Arbeitsanweisungen
A. Beantworte anhand des Textes zum Babyschreien diese Fragen:
(i) Wie viele Babys sterben jährlich durch Schütteltraumata?
(ii) Welche Ressourcen sollen bei der Krisenbegleitung aktiviert werden?
(iii) Was lernen Babys, je älter sie werden?
B. Überarbeite einen Teil des Textes zum Babyschreien, indem du "Großeltern" durch "Geschwister" ersetzt. Beginne bei den Worten "Ziele der Krisenbegleitung" und höre nach "von alleine nach." auf.

──────── Textabschnitt

Folgen des Schreiens
Eltern leiden unter den Schreiattacken ihrer Babys psychisch: Viele entwickeln Selbstzweifel, Schuldgefühle oder Versagensängste. Lärm, Stress und Schlafmangel können außerdem zu körperlichen Beschwerden führen, wie Kopf- oder Rückenschmerzen. Im schlimmsten Fall werden Eltern aggressiv: Jährlich sterben etwa 200 Babys durch Schütteltraumata. Noch mehr erleiden durch Schütteln lebenslange Schäden und Behinderungen (Shaken Baby-Syndrom).
Generell gilt: Reagieren Eltern mit innerer oder äußerer Unruhe, wirkt sich dies häufig negativ und verstärkend auf das Schreiverhalten des Babys aus. So entsteht ein Teufelskreis.
Ziele der Krisenbegleitung
Schreiambulanzen arbeiten mit verschiedenen Methoden: Zum Beispiel ressourcen- und körperorientiert, oder entwicklungspsychologisch. Die Ziele der Krisenbegleiterinnen und -begleiter sind dabei ähnlich: Es geht darum, Ruhe ins System zu bringen, für Entspannung zu sorgen (zum Beispiel über bewusste Atmung und Körperwahrnehmung), Ressourcen zu aktivieren (Partner, Großeltern, Freunde), die Beziehungsfähigkeit der Eltern zu stärken, Tipps im Umgang mit dem Baby zu vermitteln und gegebenenfalls in einem interdisziplinären Ansatz weitere Stellen im Helfersystem zu vermitteln, wie zum Beispiel Psychologen oder Osteopathen.
Positive Aussichten
In der Regel lernen Babys, je älter sie werden, immer besser sich selbst zu beruhigen. Das Schreien lässt also mit der Zeit auch von alleine nach.

────────────────
──────── Vorliegende Daten

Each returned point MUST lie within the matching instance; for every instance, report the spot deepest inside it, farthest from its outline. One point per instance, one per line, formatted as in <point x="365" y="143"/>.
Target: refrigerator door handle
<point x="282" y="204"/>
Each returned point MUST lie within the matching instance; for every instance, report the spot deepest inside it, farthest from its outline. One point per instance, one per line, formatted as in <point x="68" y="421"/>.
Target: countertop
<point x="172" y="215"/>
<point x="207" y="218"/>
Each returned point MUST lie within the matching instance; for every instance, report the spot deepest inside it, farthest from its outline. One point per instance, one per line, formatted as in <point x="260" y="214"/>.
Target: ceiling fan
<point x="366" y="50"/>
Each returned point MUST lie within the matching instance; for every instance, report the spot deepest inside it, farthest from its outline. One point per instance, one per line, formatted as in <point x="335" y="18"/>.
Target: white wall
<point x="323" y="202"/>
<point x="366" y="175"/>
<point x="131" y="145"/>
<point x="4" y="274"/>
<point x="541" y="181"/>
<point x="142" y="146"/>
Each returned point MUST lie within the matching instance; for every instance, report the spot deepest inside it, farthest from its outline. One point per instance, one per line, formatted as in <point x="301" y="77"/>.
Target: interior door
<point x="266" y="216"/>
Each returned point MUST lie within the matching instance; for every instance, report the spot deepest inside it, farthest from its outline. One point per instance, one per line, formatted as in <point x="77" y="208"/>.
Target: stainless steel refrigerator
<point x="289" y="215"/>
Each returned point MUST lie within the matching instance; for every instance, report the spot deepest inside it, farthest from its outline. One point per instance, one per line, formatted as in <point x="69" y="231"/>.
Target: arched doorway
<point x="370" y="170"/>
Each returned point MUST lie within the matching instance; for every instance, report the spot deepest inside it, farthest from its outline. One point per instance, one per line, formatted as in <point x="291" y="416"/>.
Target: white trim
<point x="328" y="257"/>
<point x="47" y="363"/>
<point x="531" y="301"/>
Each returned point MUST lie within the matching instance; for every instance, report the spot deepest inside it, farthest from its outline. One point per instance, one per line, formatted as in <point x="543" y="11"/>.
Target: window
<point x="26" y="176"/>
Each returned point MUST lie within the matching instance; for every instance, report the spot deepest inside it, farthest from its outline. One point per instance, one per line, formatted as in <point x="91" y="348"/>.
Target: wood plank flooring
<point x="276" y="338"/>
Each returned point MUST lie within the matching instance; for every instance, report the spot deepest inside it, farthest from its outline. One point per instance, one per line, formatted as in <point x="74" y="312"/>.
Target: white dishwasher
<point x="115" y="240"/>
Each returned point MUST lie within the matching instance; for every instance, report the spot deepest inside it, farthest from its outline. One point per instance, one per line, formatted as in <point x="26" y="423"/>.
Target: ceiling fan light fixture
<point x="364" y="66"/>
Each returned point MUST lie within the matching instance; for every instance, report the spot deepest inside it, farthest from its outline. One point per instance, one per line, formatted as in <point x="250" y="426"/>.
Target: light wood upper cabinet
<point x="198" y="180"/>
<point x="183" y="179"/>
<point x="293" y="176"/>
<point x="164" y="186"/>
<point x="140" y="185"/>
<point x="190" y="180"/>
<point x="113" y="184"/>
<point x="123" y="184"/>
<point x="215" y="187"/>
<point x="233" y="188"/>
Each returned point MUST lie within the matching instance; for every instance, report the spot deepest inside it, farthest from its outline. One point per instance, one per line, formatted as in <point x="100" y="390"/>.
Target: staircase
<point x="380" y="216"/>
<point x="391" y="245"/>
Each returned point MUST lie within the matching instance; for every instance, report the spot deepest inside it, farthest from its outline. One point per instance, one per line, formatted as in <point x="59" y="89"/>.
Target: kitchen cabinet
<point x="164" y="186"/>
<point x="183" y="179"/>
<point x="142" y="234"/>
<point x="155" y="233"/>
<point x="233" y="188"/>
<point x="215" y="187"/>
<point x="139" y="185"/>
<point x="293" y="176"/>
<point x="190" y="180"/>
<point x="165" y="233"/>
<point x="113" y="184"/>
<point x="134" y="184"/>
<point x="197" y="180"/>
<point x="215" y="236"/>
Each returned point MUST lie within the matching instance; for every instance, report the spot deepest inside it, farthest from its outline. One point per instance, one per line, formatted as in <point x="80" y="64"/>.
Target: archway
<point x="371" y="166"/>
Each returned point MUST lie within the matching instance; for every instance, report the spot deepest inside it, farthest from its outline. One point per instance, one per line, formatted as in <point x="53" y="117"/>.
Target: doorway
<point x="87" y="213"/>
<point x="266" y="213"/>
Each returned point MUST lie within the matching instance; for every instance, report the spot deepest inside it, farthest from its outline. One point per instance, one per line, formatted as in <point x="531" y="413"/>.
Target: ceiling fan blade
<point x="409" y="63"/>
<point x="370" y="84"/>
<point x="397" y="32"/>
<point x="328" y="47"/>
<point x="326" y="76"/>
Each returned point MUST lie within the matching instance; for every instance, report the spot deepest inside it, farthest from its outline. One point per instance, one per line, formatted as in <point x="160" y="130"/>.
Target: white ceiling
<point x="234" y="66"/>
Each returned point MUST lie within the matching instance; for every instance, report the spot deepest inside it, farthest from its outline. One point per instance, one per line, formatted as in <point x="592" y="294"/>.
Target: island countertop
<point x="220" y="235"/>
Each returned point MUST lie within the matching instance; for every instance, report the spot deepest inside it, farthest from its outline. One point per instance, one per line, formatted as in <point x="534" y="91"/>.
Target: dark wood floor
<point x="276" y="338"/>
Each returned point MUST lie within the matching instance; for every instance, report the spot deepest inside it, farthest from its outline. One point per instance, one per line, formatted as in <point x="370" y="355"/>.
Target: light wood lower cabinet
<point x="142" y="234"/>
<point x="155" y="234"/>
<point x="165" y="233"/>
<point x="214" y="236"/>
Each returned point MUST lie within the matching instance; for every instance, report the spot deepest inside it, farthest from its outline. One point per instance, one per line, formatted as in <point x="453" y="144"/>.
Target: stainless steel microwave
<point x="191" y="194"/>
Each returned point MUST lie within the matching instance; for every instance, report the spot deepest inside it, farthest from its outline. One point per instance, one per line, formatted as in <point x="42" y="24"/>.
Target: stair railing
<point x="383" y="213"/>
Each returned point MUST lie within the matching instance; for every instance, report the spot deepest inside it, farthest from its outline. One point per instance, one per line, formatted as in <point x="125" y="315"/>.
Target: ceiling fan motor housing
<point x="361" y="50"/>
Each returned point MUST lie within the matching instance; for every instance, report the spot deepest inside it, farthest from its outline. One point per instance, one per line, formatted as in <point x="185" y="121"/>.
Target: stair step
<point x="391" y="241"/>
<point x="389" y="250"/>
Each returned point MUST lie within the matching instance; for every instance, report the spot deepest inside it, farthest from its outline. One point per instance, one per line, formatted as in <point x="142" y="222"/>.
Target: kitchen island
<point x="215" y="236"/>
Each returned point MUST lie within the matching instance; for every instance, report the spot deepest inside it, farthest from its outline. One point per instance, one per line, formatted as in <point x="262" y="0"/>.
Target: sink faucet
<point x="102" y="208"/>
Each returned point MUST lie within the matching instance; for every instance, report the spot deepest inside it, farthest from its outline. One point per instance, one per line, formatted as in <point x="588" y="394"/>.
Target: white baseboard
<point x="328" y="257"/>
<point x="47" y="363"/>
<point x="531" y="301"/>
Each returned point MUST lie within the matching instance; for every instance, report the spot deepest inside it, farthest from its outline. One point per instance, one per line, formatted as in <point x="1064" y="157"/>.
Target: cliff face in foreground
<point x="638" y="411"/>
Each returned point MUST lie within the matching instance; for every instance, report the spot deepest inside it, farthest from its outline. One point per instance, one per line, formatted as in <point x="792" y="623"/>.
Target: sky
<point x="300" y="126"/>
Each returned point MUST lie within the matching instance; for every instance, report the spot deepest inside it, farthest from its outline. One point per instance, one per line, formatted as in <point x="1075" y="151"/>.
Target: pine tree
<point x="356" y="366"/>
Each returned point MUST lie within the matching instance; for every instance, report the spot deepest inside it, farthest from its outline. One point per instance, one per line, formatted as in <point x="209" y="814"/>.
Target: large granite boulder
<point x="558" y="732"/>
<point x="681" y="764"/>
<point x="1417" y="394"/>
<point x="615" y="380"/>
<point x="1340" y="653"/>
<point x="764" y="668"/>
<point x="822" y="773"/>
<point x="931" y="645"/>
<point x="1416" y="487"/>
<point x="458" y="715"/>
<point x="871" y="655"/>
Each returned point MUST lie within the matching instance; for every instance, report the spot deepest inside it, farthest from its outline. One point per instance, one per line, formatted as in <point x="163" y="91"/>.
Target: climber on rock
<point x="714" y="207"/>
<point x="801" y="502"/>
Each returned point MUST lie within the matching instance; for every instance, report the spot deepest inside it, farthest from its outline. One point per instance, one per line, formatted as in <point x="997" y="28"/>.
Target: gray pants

────────────────

Lösungen
A.
(i) Etwa 200.
(ii) Partner, Großeltern und Freunde.
(iii) Sie lernen, sich selbst immer besser zu beruhigen.

B.
Ziele der Krisenbegleitung
Schreiambulanzen arbeiten mit verschiedenen Methoden: Zum Beispiel ressourcen- und körperorientiert, oder entwicklungspsychologisch. Die Ziele der Krisenbegleiterinnen und -begleiter sind dabei ähnlich: Es geht darum, Ruhe ins System zu bringen, für Entspannung zu sorgen (zum Beispiel über bewusste Atmung und Körperwahrnehmung), Ressourcen zu aktivieren (Partner, Geschwister, Freunde), die Beziehungsfähigkeit der Eltern zu stärken, Tipps im Umgang mit dem Baby zu vermitteln und gegebenenfalls in einem interdisziplinären Ansatz weitere Stellen im Helfersystem zu vermitteln, wie zum Beispiel Psychologen oder Osteopathen.
Positive Aussichten
In der Regel lernen Babys, je älter sie werden, immer besser sich selbst zu beruhigen. Das Schreien lässt also mit der Zeit auch von alleine nach.